Exercise – Find every line below that contains the word "support" and copy each one out in full.

Records for the task –

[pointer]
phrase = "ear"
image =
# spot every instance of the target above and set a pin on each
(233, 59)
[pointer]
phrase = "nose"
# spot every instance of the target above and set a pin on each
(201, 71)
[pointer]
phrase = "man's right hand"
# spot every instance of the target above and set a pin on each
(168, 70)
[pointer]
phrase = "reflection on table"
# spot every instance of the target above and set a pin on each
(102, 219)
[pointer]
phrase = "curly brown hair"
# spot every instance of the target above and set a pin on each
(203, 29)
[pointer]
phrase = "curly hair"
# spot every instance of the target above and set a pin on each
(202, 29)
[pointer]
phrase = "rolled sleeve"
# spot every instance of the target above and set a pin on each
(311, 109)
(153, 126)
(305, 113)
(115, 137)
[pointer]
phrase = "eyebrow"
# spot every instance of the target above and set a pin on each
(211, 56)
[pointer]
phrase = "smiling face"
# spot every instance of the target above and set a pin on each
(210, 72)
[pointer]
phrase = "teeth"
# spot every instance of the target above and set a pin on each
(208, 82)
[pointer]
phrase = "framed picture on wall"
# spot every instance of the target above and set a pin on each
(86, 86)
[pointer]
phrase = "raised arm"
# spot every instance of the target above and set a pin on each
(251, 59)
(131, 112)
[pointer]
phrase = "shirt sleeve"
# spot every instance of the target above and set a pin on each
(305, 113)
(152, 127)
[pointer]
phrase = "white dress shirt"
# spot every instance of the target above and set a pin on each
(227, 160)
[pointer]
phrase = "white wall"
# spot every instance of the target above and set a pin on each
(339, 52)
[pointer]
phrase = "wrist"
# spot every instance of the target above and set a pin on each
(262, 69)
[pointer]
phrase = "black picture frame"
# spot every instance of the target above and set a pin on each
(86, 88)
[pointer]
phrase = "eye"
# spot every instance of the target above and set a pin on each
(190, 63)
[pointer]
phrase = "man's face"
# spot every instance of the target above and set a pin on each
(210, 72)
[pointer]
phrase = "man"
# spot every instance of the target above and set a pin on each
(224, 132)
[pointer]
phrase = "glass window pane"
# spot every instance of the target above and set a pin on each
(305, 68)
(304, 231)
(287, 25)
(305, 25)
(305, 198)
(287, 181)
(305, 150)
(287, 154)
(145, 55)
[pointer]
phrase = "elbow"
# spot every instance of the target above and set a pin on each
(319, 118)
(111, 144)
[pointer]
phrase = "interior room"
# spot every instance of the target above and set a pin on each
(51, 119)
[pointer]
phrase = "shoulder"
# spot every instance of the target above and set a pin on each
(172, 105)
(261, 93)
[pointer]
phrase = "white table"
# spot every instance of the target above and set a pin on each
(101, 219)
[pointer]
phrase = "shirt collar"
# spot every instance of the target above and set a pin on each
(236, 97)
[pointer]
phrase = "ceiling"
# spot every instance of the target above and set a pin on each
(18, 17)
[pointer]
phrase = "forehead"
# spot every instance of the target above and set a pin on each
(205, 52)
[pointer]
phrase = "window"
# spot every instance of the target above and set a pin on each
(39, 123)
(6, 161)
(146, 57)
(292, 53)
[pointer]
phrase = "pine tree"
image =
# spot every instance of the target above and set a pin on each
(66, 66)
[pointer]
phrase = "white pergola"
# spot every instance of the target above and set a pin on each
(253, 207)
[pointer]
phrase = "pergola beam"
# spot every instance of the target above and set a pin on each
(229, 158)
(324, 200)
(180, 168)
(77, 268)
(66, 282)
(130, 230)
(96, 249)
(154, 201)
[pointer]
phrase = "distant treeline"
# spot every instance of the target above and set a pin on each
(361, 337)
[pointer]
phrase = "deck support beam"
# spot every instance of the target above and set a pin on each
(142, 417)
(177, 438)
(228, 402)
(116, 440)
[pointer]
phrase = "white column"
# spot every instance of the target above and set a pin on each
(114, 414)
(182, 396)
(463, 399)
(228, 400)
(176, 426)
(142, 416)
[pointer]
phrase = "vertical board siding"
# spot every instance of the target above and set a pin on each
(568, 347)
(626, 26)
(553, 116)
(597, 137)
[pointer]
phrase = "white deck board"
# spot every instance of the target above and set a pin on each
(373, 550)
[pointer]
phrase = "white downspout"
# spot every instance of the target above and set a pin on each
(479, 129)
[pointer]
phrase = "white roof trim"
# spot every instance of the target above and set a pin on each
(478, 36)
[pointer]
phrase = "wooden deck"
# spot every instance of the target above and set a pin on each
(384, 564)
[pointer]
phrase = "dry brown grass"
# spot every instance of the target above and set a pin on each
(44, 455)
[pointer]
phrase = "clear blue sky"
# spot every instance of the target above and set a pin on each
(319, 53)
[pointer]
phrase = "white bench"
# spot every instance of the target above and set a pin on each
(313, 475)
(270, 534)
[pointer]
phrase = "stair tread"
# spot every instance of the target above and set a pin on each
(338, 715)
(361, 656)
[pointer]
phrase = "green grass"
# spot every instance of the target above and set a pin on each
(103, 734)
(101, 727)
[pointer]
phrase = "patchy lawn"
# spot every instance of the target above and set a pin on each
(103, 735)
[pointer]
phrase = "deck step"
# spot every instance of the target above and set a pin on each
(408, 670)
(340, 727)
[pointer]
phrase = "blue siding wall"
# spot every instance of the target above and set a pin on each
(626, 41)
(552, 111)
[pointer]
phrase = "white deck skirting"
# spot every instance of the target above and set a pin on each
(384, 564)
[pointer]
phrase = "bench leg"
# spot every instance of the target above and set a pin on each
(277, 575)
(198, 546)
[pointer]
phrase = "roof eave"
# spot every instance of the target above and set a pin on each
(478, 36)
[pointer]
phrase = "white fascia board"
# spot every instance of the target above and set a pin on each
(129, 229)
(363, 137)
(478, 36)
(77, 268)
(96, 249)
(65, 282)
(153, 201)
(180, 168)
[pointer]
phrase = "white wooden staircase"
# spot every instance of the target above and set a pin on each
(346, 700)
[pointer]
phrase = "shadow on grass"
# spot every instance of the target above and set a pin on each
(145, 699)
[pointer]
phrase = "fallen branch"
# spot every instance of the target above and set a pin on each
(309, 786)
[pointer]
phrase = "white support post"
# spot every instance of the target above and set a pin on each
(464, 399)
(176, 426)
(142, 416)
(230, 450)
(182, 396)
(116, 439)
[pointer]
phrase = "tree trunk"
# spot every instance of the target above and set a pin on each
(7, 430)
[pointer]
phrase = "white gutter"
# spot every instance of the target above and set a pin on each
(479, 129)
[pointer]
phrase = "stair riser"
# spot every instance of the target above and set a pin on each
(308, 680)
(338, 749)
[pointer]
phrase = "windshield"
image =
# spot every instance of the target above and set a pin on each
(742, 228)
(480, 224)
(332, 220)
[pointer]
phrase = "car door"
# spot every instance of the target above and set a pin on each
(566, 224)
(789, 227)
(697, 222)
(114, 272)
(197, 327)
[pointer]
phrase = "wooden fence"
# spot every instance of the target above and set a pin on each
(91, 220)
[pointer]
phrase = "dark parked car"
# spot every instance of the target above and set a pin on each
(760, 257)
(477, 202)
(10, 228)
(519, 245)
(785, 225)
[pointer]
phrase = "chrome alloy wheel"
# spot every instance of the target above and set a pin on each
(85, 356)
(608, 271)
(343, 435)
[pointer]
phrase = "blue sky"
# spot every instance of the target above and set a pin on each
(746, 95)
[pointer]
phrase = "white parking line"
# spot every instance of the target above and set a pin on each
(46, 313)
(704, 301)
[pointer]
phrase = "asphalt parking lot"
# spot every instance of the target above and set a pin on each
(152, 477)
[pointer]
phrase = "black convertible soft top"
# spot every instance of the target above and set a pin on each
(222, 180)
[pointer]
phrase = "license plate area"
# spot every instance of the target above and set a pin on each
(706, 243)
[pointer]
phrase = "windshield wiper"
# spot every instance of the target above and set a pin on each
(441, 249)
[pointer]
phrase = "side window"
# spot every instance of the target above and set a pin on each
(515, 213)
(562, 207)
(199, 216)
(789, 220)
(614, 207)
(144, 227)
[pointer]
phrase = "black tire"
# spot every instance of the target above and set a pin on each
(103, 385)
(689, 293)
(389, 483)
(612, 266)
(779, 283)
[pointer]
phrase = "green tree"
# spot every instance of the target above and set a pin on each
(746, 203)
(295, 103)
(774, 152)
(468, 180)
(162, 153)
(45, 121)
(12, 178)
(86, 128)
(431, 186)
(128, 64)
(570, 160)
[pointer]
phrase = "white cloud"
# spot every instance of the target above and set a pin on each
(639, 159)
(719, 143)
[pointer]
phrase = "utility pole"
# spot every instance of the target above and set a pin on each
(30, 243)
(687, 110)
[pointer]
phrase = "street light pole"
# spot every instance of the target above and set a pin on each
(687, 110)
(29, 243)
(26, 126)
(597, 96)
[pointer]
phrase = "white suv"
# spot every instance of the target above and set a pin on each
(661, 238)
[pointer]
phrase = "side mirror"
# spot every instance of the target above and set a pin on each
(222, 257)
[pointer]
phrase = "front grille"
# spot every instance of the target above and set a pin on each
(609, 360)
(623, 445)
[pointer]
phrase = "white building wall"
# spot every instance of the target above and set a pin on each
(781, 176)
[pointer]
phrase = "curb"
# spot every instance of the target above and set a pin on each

Output –
phrase = "deck support beam"
phrase = "white support post"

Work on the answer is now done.